Exercise objective: Return every line of the items below that contains the string "butter".

─── Data records

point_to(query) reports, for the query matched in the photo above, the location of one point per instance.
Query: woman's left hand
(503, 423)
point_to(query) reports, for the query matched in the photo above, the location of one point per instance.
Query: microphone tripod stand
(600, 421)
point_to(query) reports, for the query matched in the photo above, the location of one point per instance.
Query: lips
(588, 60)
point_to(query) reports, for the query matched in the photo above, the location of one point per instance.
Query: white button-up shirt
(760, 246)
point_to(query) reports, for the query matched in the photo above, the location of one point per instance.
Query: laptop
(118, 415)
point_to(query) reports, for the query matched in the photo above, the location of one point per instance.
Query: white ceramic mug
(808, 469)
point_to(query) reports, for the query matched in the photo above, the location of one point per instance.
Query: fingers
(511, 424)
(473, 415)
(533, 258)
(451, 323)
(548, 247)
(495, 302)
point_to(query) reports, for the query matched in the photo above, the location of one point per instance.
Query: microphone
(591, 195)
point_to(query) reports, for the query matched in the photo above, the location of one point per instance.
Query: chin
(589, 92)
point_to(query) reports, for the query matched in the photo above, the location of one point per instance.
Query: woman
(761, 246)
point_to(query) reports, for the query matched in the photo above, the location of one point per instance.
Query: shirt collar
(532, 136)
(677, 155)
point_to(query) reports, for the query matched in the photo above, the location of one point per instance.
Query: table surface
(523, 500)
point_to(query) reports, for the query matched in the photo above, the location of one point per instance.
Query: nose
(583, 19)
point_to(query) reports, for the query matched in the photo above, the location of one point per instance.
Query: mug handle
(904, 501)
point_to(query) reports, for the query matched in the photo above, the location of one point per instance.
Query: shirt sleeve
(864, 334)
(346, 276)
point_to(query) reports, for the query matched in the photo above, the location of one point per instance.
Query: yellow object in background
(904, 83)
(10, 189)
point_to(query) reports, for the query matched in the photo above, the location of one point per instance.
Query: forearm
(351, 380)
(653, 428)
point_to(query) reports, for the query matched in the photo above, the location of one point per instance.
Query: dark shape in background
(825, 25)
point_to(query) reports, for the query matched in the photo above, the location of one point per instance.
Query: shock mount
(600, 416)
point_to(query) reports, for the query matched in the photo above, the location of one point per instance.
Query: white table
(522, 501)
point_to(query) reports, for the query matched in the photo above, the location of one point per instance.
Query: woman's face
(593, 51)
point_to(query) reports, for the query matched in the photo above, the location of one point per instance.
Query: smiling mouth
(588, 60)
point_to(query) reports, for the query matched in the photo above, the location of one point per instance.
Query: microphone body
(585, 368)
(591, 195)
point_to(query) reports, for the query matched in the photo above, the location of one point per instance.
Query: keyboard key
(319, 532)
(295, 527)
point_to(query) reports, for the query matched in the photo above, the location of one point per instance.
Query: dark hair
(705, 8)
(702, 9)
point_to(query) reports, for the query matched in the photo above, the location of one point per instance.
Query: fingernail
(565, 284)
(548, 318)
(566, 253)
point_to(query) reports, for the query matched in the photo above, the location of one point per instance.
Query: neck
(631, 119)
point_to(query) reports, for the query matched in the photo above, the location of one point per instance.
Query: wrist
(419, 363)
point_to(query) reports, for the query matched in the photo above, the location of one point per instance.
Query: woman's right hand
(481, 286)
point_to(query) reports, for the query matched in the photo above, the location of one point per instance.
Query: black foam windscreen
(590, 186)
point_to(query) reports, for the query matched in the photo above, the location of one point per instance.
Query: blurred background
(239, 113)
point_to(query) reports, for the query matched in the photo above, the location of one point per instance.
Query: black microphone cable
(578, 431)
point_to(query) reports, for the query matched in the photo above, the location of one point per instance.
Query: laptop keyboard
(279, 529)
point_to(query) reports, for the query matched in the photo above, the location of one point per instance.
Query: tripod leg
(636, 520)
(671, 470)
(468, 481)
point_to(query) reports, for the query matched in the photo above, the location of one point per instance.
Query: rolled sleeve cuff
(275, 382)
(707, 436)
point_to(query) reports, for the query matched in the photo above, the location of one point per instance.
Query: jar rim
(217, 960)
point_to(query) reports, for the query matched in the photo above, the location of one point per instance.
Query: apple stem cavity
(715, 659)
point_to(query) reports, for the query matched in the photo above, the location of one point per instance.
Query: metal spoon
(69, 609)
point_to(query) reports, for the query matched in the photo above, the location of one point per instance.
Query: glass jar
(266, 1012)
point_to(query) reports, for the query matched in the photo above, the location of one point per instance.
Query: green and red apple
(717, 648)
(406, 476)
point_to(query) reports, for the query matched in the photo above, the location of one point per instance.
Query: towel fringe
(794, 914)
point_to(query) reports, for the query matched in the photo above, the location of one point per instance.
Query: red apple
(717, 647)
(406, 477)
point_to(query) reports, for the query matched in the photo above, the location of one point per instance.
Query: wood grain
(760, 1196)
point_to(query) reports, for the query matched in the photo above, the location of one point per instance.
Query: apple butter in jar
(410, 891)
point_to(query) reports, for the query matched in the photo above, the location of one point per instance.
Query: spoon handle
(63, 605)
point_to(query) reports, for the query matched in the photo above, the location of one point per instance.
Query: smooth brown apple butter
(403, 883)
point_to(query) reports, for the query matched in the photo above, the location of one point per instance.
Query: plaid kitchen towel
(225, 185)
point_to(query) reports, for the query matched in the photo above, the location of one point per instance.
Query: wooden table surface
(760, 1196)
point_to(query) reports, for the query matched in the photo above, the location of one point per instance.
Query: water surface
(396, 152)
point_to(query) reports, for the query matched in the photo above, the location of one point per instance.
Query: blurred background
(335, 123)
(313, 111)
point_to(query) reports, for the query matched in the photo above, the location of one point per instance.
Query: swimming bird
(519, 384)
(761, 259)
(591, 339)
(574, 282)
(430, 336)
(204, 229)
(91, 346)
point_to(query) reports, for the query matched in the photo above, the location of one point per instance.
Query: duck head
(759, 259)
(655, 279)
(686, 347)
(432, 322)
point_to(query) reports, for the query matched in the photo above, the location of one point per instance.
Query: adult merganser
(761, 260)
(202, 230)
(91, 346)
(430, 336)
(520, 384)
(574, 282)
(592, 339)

──────

Answer in full:
Query: apple butter in jar
Query: smooth brown apple butter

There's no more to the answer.